:: WHAT THE TASK ASKS ::
Quote exactly the lines running from the line with "Question. The picture above shows the hazy" to the end of the entries, including both, and nothing else.

:: EXERCISE INPUT

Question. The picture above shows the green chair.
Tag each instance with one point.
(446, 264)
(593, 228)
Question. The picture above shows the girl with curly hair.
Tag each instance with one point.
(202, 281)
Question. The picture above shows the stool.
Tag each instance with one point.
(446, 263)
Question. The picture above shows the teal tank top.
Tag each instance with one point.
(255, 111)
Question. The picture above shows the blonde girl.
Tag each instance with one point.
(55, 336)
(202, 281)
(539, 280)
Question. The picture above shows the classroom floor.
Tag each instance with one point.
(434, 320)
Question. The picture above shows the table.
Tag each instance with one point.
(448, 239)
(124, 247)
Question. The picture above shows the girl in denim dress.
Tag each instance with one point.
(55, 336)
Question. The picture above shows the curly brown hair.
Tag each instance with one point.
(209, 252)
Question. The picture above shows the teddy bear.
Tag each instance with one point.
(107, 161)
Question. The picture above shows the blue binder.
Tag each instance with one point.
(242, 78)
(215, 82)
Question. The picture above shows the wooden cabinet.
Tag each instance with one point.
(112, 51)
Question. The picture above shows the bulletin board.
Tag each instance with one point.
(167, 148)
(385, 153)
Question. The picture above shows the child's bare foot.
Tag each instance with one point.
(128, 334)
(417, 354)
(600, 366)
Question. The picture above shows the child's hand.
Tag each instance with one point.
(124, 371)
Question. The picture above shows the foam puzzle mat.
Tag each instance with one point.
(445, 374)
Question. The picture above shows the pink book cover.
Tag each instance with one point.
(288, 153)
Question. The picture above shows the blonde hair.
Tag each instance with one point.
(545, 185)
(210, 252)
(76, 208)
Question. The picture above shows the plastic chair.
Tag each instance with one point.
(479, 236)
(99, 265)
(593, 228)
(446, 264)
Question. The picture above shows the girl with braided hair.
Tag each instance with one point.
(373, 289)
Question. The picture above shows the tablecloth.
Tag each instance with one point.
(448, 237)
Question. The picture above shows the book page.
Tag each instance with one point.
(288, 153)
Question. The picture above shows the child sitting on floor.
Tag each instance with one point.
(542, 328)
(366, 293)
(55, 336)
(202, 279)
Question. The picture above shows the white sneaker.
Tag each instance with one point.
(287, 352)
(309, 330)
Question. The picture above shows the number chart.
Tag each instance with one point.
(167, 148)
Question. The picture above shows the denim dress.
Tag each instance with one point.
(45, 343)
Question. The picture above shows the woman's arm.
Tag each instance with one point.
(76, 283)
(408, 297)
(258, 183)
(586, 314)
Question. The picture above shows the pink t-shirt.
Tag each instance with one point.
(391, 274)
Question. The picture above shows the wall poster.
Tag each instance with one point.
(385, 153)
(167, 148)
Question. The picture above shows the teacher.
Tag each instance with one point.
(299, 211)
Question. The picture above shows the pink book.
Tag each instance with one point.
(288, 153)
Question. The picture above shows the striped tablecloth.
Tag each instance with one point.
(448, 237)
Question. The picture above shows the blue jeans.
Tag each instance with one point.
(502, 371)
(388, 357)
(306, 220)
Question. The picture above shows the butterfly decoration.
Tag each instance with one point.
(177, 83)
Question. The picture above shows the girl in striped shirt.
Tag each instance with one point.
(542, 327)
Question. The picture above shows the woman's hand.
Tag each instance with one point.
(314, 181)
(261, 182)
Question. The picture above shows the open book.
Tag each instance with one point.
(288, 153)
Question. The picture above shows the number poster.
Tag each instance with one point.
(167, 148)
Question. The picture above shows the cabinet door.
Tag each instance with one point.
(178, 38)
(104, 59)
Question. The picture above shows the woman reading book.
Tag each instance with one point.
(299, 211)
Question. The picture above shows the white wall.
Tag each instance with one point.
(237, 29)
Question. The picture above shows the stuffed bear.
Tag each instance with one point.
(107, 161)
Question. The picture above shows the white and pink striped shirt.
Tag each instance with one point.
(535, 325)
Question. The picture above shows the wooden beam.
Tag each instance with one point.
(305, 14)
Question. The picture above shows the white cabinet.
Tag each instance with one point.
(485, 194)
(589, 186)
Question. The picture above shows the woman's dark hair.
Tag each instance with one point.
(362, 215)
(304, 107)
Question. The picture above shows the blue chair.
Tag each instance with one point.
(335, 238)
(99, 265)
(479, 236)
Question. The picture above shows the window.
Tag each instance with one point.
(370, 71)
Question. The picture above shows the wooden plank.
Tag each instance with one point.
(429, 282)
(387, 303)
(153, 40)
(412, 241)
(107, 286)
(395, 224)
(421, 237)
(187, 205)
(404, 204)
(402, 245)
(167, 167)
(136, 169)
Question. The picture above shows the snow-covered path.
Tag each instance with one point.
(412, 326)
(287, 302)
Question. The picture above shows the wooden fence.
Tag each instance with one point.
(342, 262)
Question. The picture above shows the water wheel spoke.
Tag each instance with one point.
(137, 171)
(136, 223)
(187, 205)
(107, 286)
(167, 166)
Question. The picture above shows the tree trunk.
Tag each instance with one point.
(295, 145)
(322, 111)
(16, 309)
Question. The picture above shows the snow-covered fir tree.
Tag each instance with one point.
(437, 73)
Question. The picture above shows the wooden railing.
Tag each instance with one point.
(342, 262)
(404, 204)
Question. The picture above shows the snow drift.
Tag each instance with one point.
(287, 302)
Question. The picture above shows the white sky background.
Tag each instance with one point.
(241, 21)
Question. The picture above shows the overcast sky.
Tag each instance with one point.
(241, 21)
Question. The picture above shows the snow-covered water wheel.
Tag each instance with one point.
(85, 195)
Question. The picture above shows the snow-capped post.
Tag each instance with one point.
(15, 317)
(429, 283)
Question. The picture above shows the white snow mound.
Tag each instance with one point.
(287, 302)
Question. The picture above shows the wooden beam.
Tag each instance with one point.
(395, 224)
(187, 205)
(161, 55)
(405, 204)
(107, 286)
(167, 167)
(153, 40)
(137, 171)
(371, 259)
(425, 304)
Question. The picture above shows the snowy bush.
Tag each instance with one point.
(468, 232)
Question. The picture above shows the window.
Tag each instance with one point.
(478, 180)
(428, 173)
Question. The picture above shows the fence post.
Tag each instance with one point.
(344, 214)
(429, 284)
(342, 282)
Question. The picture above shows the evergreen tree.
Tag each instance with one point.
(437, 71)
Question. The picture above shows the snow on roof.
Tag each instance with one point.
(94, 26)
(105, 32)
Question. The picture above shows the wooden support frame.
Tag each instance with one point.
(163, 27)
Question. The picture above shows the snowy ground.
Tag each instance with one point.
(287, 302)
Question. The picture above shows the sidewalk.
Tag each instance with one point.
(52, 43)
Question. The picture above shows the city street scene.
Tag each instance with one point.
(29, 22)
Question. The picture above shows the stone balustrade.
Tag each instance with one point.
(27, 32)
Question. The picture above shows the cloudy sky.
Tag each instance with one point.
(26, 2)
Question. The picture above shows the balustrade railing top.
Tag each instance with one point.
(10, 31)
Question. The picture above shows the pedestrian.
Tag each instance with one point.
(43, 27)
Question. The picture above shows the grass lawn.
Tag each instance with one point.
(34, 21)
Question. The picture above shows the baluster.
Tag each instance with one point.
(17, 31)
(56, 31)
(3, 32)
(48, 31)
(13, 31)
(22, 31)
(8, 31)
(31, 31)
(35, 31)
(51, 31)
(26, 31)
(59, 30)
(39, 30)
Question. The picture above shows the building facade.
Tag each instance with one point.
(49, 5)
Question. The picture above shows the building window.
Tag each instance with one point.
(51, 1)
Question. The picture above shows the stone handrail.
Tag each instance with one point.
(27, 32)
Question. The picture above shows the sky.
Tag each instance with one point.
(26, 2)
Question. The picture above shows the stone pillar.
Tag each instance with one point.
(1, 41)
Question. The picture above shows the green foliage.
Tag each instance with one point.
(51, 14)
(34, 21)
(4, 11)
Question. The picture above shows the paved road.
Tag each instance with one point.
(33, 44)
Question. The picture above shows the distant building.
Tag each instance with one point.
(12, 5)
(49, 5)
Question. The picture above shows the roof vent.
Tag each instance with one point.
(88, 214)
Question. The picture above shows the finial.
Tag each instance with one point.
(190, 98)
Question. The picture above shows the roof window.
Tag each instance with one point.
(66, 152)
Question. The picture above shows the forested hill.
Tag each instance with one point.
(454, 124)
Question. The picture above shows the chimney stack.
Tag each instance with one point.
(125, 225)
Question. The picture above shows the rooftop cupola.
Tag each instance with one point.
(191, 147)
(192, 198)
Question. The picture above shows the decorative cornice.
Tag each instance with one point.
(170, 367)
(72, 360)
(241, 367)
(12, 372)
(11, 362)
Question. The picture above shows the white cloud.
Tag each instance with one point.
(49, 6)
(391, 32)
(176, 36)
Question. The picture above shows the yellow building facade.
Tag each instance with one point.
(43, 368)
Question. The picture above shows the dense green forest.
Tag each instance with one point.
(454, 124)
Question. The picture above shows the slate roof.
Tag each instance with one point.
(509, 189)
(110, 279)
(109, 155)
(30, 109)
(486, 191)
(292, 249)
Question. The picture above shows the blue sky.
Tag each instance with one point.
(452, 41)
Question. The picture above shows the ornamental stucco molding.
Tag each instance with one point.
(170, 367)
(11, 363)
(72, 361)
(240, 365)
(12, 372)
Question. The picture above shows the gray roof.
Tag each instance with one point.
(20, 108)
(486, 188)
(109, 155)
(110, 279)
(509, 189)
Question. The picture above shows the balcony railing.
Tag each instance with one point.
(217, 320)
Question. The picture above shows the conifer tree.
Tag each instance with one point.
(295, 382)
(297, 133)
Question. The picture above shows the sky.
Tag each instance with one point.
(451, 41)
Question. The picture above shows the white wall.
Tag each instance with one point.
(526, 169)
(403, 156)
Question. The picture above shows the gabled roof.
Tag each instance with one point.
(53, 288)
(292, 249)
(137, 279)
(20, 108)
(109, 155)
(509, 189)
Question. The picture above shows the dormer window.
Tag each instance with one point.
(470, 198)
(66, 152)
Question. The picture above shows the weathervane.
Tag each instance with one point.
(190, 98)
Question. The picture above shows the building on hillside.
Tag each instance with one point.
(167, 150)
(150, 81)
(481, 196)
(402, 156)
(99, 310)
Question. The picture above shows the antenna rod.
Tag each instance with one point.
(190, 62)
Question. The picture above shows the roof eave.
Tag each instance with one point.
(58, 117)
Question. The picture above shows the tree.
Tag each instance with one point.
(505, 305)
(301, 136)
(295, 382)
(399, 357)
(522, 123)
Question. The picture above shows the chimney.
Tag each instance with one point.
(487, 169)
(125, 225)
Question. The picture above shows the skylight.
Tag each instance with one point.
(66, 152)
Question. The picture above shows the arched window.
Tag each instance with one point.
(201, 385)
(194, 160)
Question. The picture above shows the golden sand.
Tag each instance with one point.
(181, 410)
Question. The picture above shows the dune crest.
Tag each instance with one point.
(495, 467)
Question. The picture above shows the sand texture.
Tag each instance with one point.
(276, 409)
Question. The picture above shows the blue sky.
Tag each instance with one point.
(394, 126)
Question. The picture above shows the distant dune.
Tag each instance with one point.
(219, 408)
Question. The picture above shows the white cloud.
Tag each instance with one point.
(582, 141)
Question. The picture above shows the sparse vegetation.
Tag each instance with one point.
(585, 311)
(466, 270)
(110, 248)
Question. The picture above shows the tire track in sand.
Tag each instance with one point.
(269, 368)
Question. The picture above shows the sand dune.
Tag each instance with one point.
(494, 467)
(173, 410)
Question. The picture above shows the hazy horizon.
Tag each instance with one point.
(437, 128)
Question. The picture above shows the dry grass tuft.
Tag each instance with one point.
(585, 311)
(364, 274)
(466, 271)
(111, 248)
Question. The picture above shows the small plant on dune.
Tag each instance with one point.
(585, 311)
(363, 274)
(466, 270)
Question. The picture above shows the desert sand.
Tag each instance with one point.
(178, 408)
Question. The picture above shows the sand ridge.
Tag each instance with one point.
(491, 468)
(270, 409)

::::

:: TASK SOLUTION ::
Question. The picture above shows the hazy horizon.
Tag each instance with one point.
(437, 128)
Question. The picture above shows the dry grass tuft.
Tag each instance with one point.
(585, 311)
(364, 274)
(466, 271)
(111, 248)
Question. The picture above shows the small plant on dune.
Tag each instance with one point.
(585, 311)
(363, 274)
(466, 270)
Question. The picture above shows the desert sand.
Tag each instance with one point.
(178, 408)
Question. The picture above shows the sand ridge.
Tag each instance with one point.
(491, 468)
(270, 409)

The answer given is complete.